TEXT SEGMENT
- Opening Delimiter -
The swirling green cones that make up the head of Romanesco cauliflower also form a fractal pattern — one that repeats itself on multiple scales. Now, the genes that underlie this stunning structure have been identified, and the fractal pattern has been replicated in a common lab plant, Arabidopsis thaliana, researchers report in the July 9 Science.
“Romanesco is one of the most conspicuous fractal shapes that you can find in nature,” says Christophe Godin, a computer scientist with the National Institute for Research in Digital Science and Technology who is based at ENS de Lyon in France. “The question is, why is that so?” The answer has long eluded scientists.
Godin and his colleagues knew an Arabidopsis variant could produce small cauliflower-like structures. So the team manipulated the genes of A. thaliana in both computer simulations and growing experiments in the lab. Working with the extensively studied plant helped the researchers simplify their experiments and distill the essential fractal-spawning mechanism (SN: 6/15/21).
By altering three genes, the researchers grew a Romanesco-like head on A. thaliana. Two of those genetic tweaks hampered flower growth and triggered runaway shoot growth. In place of a flower, the plant grows a shoot, and on that shoot, it grows another shoot, and so on, says plant biologist François Parcy at CNRS in Paris. “It’s a chain reaction.”
The researchers then altered one other gene, which increased the growing area at the end of each shoot and provided space for spiraling conical fractals to form. “You don’t need to change the genetics much to get this form to appear,” says Parcy. The team’s next step, he says, “will be to manipulate these genes in cauliflower.”
- Closing Delimiter -
CHECK YOUR UNDERSTANDING
• 1. Reproduce the part of the Romanesco article starting at "The swirling green" and ending at "July 9 Science.".
• 2. Summarize the Romanesco article in two sentences.

GIVEN ENTRIES
- Opening Delimiter -
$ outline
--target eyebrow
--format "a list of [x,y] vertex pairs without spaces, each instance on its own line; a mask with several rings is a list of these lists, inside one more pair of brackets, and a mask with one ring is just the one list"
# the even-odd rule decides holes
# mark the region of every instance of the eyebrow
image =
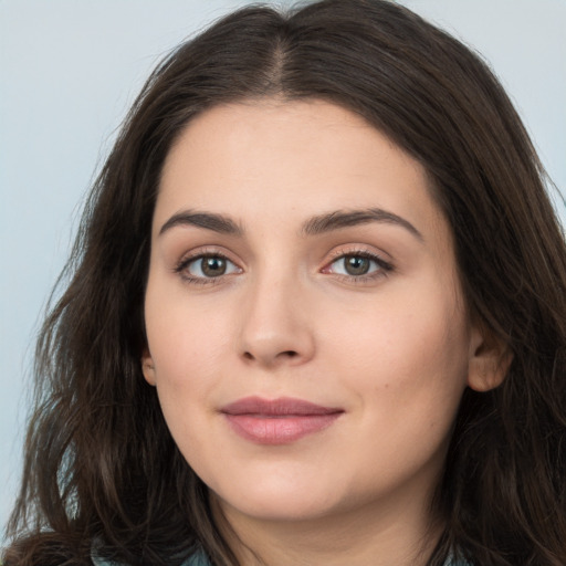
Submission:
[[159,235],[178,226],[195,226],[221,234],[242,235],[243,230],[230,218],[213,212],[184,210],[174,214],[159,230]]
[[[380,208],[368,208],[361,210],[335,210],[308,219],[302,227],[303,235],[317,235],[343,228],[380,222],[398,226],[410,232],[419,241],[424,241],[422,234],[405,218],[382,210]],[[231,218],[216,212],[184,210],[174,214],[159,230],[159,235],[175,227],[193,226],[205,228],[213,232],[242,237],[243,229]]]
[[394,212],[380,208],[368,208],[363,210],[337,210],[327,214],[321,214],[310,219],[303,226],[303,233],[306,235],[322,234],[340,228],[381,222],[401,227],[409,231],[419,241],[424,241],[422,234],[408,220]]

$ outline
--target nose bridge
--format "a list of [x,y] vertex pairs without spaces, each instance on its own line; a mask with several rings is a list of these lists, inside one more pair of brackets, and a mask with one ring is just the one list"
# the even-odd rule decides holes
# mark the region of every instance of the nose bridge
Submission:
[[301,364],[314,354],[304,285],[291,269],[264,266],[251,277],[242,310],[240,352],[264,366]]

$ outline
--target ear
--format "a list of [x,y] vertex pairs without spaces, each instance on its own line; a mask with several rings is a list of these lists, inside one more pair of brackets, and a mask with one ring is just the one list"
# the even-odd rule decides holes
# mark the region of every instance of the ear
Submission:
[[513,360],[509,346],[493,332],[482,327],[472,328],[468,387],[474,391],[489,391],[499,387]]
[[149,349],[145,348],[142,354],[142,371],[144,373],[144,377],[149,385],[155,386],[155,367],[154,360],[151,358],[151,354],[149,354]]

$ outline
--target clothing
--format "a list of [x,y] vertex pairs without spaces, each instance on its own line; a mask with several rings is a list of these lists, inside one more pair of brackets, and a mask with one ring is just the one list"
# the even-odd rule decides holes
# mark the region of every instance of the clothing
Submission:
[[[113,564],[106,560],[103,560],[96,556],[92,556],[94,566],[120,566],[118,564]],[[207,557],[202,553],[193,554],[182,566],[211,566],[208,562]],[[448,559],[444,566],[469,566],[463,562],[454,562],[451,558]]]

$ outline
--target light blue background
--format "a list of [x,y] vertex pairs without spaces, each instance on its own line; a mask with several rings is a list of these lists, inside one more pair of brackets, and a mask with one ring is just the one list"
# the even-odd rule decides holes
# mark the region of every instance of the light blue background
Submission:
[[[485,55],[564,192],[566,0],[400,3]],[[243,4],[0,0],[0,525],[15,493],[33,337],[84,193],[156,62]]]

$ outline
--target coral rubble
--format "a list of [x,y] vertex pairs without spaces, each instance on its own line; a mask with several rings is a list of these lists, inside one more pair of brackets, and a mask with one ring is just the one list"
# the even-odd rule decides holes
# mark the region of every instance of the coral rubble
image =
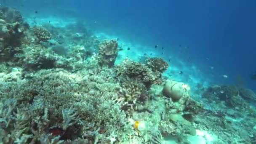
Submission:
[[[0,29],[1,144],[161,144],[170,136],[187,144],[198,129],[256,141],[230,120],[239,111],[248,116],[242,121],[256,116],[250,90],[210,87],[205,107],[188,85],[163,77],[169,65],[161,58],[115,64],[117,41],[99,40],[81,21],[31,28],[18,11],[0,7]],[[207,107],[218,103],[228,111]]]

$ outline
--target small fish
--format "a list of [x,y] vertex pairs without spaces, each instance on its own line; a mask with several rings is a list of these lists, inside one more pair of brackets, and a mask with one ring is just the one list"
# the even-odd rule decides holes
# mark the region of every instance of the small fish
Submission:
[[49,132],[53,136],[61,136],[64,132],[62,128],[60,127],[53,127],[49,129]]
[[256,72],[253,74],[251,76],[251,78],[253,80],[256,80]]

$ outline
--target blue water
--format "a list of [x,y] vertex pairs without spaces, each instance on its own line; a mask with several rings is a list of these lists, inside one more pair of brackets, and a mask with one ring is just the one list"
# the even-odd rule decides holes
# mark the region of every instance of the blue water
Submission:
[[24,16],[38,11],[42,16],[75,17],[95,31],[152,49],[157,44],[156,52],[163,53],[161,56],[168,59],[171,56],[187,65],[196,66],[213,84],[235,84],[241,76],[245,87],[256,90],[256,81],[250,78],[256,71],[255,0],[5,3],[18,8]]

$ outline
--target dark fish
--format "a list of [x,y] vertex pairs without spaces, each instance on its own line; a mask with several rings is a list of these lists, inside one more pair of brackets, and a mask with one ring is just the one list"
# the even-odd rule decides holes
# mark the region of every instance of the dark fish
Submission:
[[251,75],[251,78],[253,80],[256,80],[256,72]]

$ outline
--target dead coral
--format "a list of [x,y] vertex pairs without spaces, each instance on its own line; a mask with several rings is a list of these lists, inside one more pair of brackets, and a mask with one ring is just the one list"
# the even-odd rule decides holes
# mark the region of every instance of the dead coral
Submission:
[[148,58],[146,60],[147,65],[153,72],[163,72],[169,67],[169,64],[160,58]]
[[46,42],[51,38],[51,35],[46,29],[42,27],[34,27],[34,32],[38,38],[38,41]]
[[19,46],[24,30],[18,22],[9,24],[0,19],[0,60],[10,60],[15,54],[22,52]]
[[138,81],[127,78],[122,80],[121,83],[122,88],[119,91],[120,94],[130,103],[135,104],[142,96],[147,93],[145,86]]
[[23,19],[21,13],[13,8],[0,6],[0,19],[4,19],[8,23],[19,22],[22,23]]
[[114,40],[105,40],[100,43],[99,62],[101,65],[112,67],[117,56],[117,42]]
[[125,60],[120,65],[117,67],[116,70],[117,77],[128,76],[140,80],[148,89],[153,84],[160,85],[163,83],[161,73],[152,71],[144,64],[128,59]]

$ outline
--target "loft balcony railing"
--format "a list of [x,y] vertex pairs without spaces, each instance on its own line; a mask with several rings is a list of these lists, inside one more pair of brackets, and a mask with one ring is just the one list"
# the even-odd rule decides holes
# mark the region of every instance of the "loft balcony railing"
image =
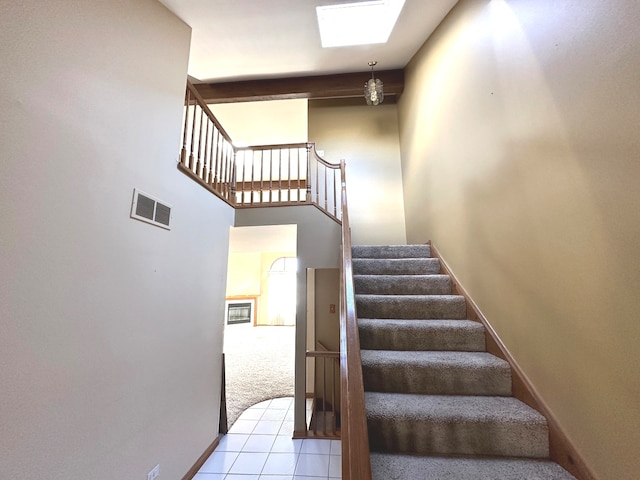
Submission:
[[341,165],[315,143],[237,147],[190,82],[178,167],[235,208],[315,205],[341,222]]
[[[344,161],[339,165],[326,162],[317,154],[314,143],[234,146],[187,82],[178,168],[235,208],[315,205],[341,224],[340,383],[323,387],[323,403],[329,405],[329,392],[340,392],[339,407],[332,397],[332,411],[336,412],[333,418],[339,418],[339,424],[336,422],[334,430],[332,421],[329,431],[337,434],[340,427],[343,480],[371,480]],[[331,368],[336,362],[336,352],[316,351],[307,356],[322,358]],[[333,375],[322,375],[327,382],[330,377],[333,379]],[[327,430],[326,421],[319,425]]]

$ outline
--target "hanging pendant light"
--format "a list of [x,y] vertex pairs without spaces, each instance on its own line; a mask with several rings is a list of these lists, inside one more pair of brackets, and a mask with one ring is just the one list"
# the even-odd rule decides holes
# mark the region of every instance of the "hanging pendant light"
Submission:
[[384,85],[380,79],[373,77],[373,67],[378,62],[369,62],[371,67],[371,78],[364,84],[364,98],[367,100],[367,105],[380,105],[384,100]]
- Closing Delimiter -
- Opening Delimiter -
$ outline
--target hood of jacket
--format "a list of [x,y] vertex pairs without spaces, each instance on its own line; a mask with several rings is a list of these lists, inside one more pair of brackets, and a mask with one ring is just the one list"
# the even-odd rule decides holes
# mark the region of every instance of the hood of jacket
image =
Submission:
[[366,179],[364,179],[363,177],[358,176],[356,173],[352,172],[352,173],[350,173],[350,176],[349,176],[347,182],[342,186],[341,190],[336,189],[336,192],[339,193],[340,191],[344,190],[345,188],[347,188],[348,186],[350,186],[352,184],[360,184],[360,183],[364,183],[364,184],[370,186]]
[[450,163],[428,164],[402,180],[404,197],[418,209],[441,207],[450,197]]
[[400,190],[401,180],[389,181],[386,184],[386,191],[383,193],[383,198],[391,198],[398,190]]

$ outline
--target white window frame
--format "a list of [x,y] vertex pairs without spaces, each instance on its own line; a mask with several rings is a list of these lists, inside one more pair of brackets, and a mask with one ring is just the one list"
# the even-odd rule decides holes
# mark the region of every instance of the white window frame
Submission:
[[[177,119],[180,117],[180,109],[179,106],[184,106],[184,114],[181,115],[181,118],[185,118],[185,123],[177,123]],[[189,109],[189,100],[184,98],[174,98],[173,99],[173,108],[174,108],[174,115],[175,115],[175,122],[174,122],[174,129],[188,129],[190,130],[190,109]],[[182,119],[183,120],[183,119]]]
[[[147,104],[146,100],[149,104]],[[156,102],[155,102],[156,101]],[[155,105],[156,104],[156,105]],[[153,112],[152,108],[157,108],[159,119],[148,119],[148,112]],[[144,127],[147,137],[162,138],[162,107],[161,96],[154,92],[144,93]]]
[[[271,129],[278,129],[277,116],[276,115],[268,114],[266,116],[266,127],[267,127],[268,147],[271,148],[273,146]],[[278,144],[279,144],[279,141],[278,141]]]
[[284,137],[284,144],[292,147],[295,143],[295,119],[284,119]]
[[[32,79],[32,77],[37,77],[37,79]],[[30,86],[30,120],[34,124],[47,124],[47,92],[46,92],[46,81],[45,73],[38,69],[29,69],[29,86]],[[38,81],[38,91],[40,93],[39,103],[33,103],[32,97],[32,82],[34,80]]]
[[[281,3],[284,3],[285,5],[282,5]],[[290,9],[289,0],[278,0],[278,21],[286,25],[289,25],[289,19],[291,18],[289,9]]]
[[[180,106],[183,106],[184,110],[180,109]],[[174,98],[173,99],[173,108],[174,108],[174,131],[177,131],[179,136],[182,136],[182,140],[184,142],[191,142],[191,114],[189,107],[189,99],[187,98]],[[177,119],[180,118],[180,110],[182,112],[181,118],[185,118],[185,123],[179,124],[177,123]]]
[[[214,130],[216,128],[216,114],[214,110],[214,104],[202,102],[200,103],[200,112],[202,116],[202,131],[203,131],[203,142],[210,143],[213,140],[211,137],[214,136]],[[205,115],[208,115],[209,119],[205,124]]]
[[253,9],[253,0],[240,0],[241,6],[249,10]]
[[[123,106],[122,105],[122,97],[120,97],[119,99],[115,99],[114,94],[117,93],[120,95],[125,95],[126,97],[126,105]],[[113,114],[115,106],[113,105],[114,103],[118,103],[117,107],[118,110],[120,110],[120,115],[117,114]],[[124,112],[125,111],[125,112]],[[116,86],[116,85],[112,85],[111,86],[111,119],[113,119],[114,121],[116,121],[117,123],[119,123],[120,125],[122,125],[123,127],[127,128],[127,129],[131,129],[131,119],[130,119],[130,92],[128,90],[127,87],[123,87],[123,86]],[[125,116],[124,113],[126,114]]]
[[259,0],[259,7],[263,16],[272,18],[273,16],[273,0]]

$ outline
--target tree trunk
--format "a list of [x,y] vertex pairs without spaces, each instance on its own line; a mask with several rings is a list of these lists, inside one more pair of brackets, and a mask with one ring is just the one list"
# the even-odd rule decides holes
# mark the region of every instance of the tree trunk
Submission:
- Closing Delimiter -
SOLUTIONS PER TASK
• 1.
The swirling green cones that make up the head of Romanesco cauliflower also form a fractal pattern — one that repeats itself on multiple scales. Now, the genes that underlie this stunning structure have been identified, and the fractal pattern has been replicated in a common lab plant, Arabidopsis thaliana, researchers report in the July 9 Science.

• 2. Researchers have identified the genes behind the fractal pattern of Romanesco cauliflower and reproduced that pattern in the common lab plant Arabidopsis thaliana, as reported in the July 9 Science. They altered three genes: two hampered flower growth and set off runaway shoot growth, and a third enlarged the growing area at the end of each shoot so that spiraling conical fractals could form, and the team's next step is to manipulate these genes in cauliflower.